▶ [PROBLEMS AND TASKS]:
**a.** According to the passage on North Carolina's avian influenza status, how long must pass with no new infections before HPAI-free status can be declared under WOAH guidelines?
**b.** Pick up the remarks on North Carolina's avian influenza status after their last sentence and carry them further.

─── GIVEN PASSAGE ───

NC Commissioner Troxler: North Carolina Achieves HPAI-Free Status
North Carolina has been designated High Path Avian Influenza-free by the World Organization for Animal Health. This designation means that the state can resume exports and international trade for poultry products.
Under WOAH guidelines, HPAI-free status can be declared after the disease has been eliminated on all affected farms and no new infections are detected during a 28-day waiting period.
- I know that over the past 8 months we have revisited High Path Avian Influenza on this program several times.
- Today I am here to announce good news. The World Organization for Animal Health has designated North Carolina as HPAI-free. This designation means that the state can resume exports and international trade for poultry products.
- This designation is achieved after all signs of the virus have been eliminated.
- High Path Avian Influenza is a disease that does have trade implications. Which is why when a country has a case it is required that it be reported to the World Organization for Animal Health.
- Since January, when migratory birds traveling through the state tested positive for HPAI, we have been on high alert.
- Our Veterinary Division, poultry companies, commodity organizations and several other federal and state agencies worked together communicate with farmers and backyard bird owners the dangers of HPAI and ways to protect their flocks.
- Nine of our poultry farms tested positive for HPAI in March and April, resulting in a statewide ban on poultry shows and sales from April through June 1. Our swift response quickly controlled the outbreak.
- Achieving HPAI-free status is the last step we needed as a state to put this outbreak behind us.
- Even though we have achieved HPAI-free status, it is likely that the avian influenza virus is still circulating in the wild bird population.

─── SUPPLIED MATERIAL ───

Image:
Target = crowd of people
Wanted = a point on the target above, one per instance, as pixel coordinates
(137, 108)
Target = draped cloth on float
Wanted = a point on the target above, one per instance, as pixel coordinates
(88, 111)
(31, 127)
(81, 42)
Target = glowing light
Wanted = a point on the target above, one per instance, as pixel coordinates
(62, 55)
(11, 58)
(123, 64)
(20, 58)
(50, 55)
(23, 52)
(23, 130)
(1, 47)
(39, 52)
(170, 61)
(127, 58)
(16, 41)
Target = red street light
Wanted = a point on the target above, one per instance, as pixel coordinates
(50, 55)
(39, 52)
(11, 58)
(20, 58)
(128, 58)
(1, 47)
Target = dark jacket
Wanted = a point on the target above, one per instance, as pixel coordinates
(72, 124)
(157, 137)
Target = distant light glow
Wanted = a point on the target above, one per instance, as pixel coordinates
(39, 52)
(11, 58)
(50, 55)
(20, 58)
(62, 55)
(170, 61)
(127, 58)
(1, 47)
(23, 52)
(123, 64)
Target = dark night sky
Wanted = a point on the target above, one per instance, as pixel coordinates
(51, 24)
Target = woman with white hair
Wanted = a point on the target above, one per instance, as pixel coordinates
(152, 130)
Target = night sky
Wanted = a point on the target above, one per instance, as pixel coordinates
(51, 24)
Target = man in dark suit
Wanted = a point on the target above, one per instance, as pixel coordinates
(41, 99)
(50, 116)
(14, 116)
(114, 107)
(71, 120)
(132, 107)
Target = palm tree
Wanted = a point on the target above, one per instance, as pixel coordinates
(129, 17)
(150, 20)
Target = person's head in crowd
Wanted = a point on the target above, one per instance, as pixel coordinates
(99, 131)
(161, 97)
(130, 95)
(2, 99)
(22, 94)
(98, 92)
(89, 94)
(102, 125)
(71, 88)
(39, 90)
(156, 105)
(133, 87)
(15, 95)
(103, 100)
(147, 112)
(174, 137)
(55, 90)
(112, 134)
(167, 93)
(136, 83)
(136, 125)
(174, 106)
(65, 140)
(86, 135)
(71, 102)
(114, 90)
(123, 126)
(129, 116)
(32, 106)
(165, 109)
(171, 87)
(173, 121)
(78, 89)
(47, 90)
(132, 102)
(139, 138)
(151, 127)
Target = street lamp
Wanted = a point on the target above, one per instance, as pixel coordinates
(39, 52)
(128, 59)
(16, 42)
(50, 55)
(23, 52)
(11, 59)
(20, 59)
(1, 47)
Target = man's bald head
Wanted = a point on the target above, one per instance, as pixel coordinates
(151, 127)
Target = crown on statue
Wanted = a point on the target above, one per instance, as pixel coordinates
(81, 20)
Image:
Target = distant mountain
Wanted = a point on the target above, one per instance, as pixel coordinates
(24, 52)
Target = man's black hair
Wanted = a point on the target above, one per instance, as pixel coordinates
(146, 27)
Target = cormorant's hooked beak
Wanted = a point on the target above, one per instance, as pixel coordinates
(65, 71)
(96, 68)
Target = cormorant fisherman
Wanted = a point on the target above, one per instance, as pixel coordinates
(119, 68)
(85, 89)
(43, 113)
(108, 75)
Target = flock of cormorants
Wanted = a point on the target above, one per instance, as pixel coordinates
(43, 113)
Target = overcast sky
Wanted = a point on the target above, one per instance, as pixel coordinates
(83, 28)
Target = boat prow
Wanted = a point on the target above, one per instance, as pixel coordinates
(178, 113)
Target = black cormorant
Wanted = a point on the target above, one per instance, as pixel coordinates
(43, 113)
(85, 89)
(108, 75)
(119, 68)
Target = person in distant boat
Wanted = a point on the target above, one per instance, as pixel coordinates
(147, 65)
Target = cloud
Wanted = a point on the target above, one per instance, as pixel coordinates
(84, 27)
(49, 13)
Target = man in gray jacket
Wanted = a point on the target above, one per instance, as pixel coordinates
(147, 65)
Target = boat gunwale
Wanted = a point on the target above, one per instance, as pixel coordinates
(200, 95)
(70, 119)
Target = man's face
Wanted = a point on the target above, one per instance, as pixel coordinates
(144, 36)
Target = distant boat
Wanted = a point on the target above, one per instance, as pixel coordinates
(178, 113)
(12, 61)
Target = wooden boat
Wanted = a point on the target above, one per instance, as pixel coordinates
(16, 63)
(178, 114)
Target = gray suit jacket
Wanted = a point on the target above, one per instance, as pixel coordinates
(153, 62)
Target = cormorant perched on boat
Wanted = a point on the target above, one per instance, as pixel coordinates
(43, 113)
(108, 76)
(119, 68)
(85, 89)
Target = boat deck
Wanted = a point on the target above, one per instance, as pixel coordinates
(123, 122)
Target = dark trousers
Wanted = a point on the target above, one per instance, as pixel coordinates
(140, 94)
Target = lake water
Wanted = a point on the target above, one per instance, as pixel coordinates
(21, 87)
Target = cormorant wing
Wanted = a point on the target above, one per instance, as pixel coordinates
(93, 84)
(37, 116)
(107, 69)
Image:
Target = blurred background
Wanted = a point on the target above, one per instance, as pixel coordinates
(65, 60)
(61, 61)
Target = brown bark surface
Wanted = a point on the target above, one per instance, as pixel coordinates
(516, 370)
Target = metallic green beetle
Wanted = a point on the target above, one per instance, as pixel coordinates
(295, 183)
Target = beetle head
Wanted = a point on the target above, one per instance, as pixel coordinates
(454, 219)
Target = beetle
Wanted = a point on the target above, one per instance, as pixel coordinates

───

▶ [RESULTS FOR EACH TASK]:
**a.** A 28-day waiting period.

**b.**
- Poultry owners need to continue to follow strict biosecurity and minimize exposure to wild birds as much as possible.
- This HPAI outbreak affected 400 poultry farms in 38 states since February. In North Carolina, more than 110,000 turkeys and 371,000 broilers were depopulated on the six turkey farms and three broiler farms in Johnston and Wayne counties that tested positive.
- Broilers, or chicken raised for meat, are the top agricultural commodity for North Carolina, representing more than $3.6 billion in cash receipts for farmers annually. More than 916 million broilers are raised each year in the state.
- North Carolina also ranks first in the nation in poultry and egg cash receipts and is the second-largest turkey-producing state in the nation, raising more than 31 million turkeys annually.
- North Carolina exported over $417 Million worth of poultry and poultry products in 2021.
- I would like to thank our poultry producers and backyard flock owners for their cooperation over the last several months. Our goal is to keep flocks healthy and we appreciate everyone who did their part to help control HPAI in our state.